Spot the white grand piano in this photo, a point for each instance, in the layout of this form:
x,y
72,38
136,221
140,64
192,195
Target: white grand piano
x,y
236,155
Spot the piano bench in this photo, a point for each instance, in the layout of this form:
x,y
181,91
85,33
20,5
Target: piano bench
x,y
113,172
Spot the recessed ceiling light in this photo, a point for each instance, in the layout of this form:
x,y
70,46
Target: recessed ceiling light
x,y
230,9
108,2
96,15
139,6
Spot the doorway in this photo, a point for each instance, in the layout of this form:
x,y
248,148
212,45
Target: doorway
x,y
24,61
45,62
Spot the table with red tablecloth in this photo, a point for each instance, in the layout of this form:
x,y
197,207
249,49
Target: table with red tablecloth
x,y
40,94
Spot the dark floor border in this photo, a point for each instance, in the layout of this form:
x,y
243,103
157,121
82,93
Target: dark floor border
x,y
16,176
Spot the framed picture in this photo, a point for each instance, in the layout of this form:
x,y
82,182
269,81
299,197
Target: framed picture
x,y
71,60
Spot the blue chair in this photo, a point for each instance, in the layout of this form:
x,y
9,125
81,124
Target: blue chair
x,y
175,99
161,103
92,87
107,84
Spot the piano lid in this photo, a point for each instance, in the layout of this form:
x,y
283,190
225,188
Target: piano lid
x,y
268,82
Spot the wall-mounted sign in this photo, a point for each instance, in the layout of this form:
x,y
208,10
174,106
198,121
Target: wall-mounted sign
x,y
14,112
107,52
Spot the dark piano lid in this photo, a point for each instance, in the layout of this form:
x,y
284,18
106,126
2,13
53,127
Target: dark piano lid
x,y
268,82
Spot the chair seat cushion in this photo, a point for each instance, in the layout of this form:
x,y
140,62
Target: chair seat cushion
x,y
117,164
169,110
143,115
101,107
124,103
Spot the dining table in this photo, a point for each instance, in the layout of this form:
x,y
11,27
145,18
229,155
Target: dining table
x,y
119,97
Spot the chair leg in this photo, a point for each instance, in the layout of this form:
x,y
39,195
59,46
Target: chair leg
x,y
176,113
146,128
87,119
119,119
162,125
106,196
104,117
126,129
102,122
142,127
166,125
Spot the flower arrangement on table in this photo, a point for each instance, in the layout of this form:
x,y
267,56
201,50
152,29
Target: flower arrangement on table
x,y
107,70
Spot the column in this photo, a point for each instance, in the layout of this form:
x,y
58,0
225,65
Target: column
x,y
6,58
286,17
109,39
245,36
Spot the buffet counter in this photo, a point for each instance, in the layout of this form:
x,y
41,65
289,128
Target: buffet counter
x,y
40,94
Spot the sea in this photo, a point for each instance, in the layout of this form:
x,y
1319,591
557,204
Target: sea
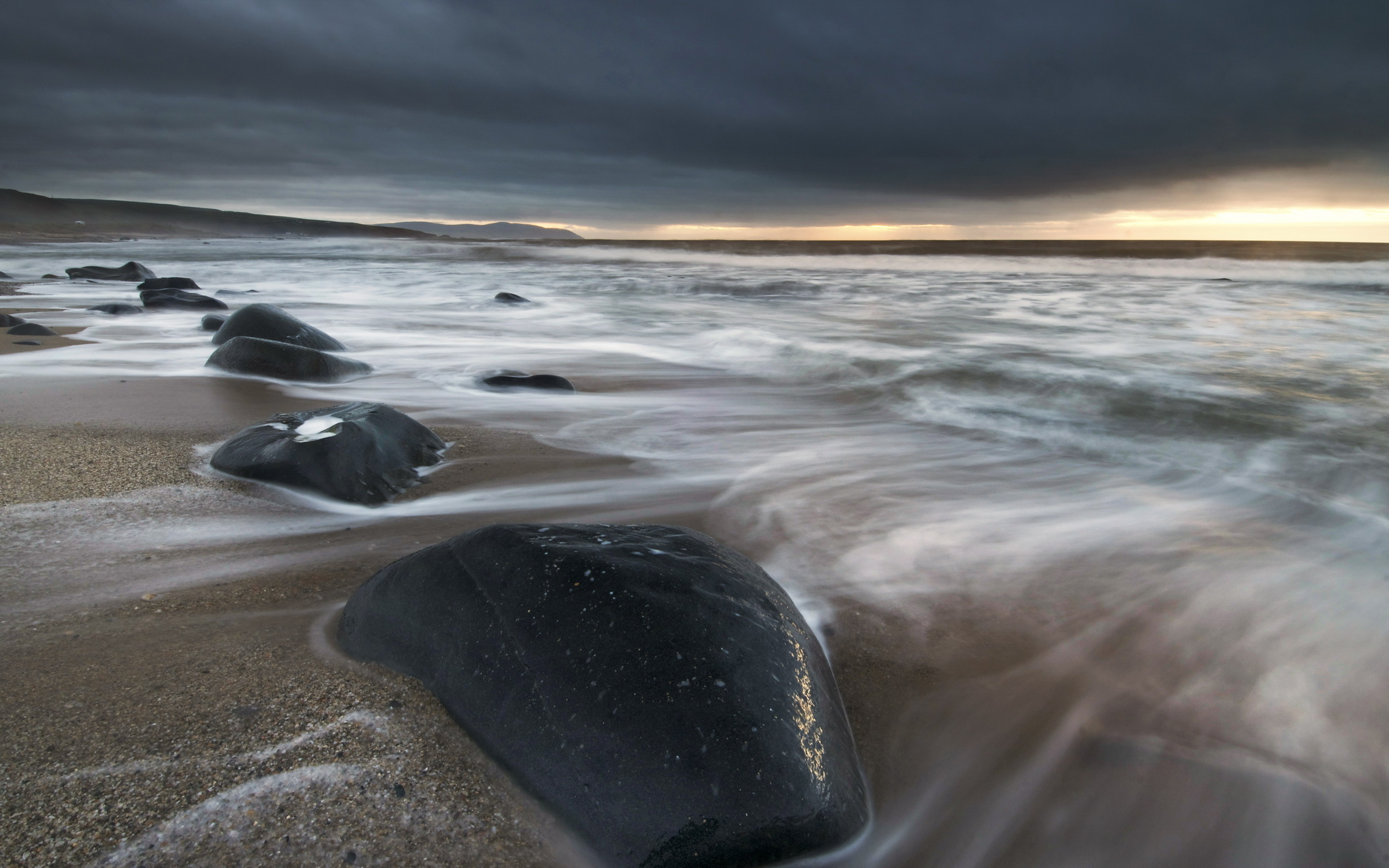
x,y
1127,521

---+---

### THE EXERCISE
Could you rewrite every line of the records above as a numbered list, omitting blank lines and leaving out the pictures?

### TASK SOLUTION
1. Spot the white grand piano in this photo, a point for each instance, in the layout of this form:
2. x,y
3. 72,38
4. 136,221
5. 140,64
6. 192,195
7. Target: white grand piano
8. x,y
9. 236,155
10. Spot the piano bench in this photo, a point for each instance, in the layout of this form:
11. x,y
12. 181,91
13. 85,33
14. 20,5
15. Target: piano bench
16. x,y
17. 113,172
18. Spot the recessed ceiling light in this photo, a point for each instance, in the layout of this form:
19. x,y
20. 70,46
21. Target: recessed ceiling light
22. x,y
23. 230,9
24. 108,2
25. 96,15
26. 139,6
27. Spot the doorway in this photo, a point for each instance, in the layout of this form:
28. x,y
29. 248,148
30. 212,45
31. Target: doorway
32. x,y
33. 24,61
34. 45,62
35. Spot the table with red tablecloth in this photo, a point for each instance, in the layout of this form:
36. x,y
37. 197,207
38. 249,49
39. Target: table with red tablecloth
40. x,y
41. 40,94
42. Spot the dark floor border in this photo, a point for each instance, in the layout of this form:
43. x,y
44. 243,103
45. 157,121
46. 82,93
47. Target: dark floor border
48. x,y
49. 16,176
50. Spot the framed picture in this photo, a point for each instance, in the layout of this form:
51. x,y
52. 82,182
53. 269,81
54. 299,197
55. Target: framed picture
56. x,y
57. 71,60
58. Spot the blue chair in this photo, a point for each instance, in the layout of this form:
59. x,y
60. 9,125
61. 81,124
62. Target: blue chair
63. x,y
64. 175,99
65. 161,103
66. 92,87
67. 107,84
68. Spot the piano lid in this photo, a point for each instance, in the layout of this form:
69. x,y
70. 283,190
71. 225,188
72. Target: piano lid
73. x,y
74. 268,82
75. Spot the wall-mounted sign in this photo, a point for each instance, in the layout of this form:
76. x,y
77. 208,10
78. 174,106
79. 198,121
80. Target: wall-mounted sign
81. x,y
82. 14,112
83. 107,52
84. Spot the dark piano lid in this photo, a point for each instance, in the layout of this form:
85. x,y
86. 284,18
87. 106,126
88. 2,13
89. 53,127
90. Target: dark piano lid
91. x,y
92. 268,82
93. Spot the chair seat cushion in this photo, a point for each instance, in the layout of this form:
94. x,y
95. 140,62
96. Target: chair seat cushion
97. x,y
98. 117,164
99. 169,110
100. 143,115
101. 101,107
102. 124,103
103. Spot the dining table in this photo, a point for each instance, in the layout of this form:
104. x,y
105. 11,27
106. 145,18
107. 229,155
108. Target: dining table
109. x,y
110. 119,97
111. Spot the chair leg in this photo, a point for each instance, in the layout of this form:
112. x,y
113. 39,195
114. 59,46
115. Target: chair leg
116. x,y
117. 176,113
118. 146,128
119. 87,119
120. 119,119
121. 162,125
122. 106,196
123. 104,117
124. 126,129
125. 102,122
126. 142,127
127. 166,125
128. Spot the flower arrangement on table in this photo, a point for each instance, in the layout of this form:
129. x,y
130. 267,56
131. 201,50
132. 152,29
133. Target: flower arrangement on table
134. x,y
135. 107,70
136. Spot the column in this photo, a point for each instance, in the layout of this form:
137. x,y
138. 58,0
139. 225,65
140. Target: column
141. x,y
142. 6,58
143. 286,17
144. 109,39
145. 245,36
146. Spot the buffet counter in this photo, a point for each instance, in the layout of this form:
147. x,y
148. 41,65
149. 289,128
150. Target: buffet counter
151. x,y
152. 40,94
153. Spot the sea in this photo, a point for each instance, in the layout of this form:
154. x,y
155. 1319,591
156. 557,204
157. Target: sea
158. x,y
159. 1127,521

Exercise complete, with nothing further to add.